GOAL OF THE EXERCISE
All of the data beneath this instruction is to be transcribed word for word.

Collection entries
★ ★ ★ ★ ★ ★ ★
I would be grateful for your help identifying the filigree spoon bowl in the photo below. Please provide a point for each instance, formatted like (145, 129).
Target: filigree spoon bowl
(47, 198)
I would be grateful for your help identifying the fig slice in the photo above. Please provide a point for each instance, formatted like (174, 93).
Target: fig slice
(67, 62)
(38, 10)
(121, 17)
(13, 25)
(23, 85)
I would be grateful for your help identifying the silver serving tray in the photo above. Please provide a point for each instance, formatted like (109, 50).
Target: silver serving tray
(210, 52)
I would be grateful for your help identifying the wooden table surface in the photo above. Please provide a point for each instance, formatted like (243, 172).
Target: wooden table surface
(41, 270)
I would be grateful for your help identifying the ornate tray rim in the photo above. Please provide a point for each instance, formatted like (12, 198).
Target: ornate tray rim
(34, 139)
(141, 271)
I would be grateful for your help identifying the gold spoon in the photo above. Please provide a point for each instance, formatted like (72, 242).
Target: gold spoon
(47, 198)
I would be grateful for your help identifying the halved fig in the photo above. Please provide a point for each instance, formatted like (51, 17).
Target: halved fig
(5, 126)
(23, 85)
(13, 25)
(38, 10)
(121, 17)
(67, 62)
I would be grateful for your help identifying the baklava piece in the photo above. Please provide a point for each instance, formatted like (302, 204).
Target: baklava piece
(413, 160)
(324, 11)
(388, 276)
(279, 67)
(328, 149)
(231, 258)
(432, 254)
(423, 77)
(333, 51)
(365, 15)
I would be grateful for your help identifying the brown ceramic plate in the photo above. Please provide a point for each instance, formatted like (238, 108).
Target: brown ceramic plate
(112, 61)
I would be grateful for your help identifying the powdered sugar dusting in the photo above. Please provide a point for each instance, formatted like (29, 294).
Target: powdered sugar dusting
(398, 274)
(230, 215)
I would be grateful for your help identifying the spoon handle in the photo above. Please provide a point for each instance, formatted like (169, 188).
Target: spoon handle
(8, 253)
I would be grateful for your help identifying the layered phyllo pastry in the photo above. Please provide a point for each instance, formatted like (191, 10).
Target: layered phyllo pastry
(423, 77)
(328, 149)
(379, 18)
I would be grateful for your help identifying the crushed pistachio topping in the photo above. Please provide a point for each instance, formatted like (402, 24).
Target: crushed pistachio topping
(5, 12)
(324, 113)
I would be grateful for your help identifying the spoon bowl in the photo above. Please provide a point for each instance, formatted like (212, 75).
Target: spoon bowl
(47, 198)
★ ★ ★ ★ ★ ★ ★
RESPONSE BELOW
I would be grateful for your help identifying the filigree spoon bowl in the photo below. Please provide a point for each instance, formatted like (145, 129).
Target: filigree spoon bowl
(47, 198)
I would be grateful for your help identifying the fig slice in the photo above. Please provide a point for each instance, formatted like (174, 93).
Target: fig slice
(67, 62)
(38, 10)
(121, 17)
(13, 25)
(23, 85)
I would be grateful for your help identifying the silver serving tray in the photo above. Please provide a point for each instance, formatted like (109, 50).
Target: silver serving tray
(210, 52)
I would be grateful for your help identifying the wooden table surface in the photo above. Please provide a point for each instance, formatted like (243, 172).
Target: wooden table surface
(41, 270)
I would be grateful for your help identifying the ornate tray rim in the photo above. Please provide a point for each instance, formatted like (12, 198).
Target: ornate tray rim
(34, 139)
(141, 271)
I would be grateful for your help identifying the gold spoon in the photo above. Please provide a point for each instance, formatted like (72, 242).
Target: gold spoon
(47, 198)
I would be grateful for your help identifying the halved fig in the photo above. Please provide a point for each instance, formatted like (51, 17).
Target: halved fig
(5, 126)
(23, 85)
(13, 25)
(38, 10)
(121, 17)
(67, 62)
I would be grateful for your help identifying the baklava piece in the photo above. Please provide a point for each instance, formatted like (302, 204).
Target: baklava piece
(413, 160)
(324, 11)
(388, 276)
(279, 67)
(328, 149)
(231, 258)
(432, 254)
(423, 77)
(333, 51)
(365, 15)
I would be grateful for your help identifying the brown ceramic plate in the photo above. Please provide a point for each instance, formatted like (238, 108).
Target: brown ceramic plate
(112, 61)
I would be grateful for your help identifying the powdered sugar dusting in the photo above. Please provide a point for each instance, formatted like (29, 294).
Target: powdered sugar dusting
(398, 274)
(230, 215)
I would be grateful for your help identifying the spoon handle in the photo above. Please provide a point for each instance, formatted like (169, 188).
Target: spoon handle
(8, 253)
I would be grateful for your help identifying the layered phyllo pastry in the photo above. Please provide a point for each instance, formatted like (191, 10).
Target: layered phyllo pastry
(423, 77)
(328, 149)
(379, 18)
I would be grateful for your help identifying the crushed pistachio topping in the photo above. Please provide a point for each instance, formatted like (402, 24).
Target: crushed pistachio topping
(5, 12)
(324, 113)
I would be grateful for your help identifying the spoon bowl in the photo above. Please provide a point for each instance, formatted like (212, 75).
Target: spoon bowl
(47, 198)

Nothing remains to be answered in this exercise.